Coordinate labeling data
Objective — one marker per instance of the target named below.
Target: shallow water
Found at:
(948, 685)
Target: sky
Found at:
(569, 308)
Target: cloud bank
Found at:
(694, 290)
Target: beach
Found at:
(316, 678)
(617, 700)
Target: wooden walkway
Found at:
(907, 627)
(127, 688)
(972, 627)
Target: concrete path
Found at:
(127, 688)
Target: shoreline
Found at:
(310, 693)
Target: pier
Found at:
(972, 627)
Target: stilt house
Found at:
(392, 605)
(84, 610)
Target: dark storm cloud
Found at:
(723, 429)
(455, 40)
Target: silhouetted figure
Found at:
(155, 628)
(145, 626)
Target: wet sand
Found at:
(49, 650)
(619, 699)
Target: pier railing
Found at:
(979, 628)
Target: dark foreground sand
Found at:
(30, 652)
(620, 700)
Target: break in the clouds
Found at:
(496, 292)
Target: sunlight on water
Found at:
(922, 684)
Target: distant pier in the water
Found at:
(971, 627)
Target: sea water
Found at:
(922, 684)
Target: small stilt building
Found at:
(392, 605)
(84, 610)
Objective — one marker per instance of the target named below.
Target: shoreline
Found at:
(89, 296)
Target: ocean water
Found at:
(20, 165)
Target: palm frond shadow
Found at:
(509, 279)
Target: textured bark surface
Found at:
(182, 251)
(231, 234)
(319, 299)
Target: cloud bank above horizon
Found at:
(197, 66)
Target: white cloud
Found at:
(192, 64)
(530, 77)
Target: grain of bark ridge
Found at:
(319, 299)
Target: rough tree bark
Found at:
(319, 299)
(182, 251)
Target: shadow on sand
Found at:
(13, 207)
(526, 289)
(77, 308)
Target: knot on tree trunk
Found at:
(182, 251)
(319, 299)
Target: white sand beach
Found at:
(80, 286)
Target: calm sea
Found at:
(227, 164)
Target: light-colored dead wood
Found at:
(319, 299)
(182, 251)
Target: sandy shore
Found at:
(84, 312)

• [EXERCISE REQUIREMENTS]: Using the data above, repeat every line exactly.

• [SOLUTION TO THE EXERCISE]:
Objective — one marker per instance of the target named below.
Target: shallow water
Found at:
(948, 685)
Target: sky
Found at:
(569, 308)
Target: cloud bank
Found at:
(694, 290)
Target: beach
Found at:
(316, 678)
(617, 700)
Target: wooden walkway
Found at:
(907, 627)
(127, 688)
(972, 627)
Target: concrete path
Found at:
(127, 688)
Target: shoreline
Found at:
(310, 693)
Target: pier
Found at:
(972, 627)
Target: stilt house
Found at:
(392, 605)
(84, 610)
Target: dark storm cloud
Found at:
(723, 429)
(455, 40)
Target: silhouetted figure
Found at:
(155, 628)
(145, 626)
Target: wet sand
Found at:
(49, 650)
(619, 699)
Target: pier railing
Found at:
(979, 628)
Target: dark foreground sand
Found at:
(30, 652)
(620, 700)
Target: break in the clouds
Found at:
(496, 292)
Target: sunlight on water
Found at:
(922, 684)
Target: distant pier in the water
Found at:
(971, 627)
Target: sea water
Found at:
(922, 684)
Target: small stilt building
Found at:
(392, 605)
(84, 610)
Objective — one marker per instance of the target named below.
Target: shoreline
Found at:
(89, 296)
Target: ocean water
Found at:
(20, 165)
Target: palm frond shadow
Found at:
(509, 279)
Target: textured bark surface
Found at:
(182, 251)
(231, 234)
(319, 299)
Target: cloud bank above horizon
Found at:
(197, 66)
Target: white cloud
Found at:
(192, 64)
(530, 77)
Target: grain of bark ridge
Found at:
(319, 299)
Target: rough tree bark
Found at:
(319, 299)
(182, 251)
Target: shadow on sand
Found at:
(13, 207)
(526, 289)
(77, 308)
Target: knot on tree trunk
Found at:
(182, 251)
(319, 299)
Target: white sand beach
Found at:
(80, 286)
Target: calm sea
Found at:
(227, 164)
Target: light-colored dead wood
Found at:
(319, 299)
(182, 251)
Target: sandy shore
Found at:
(84, 312)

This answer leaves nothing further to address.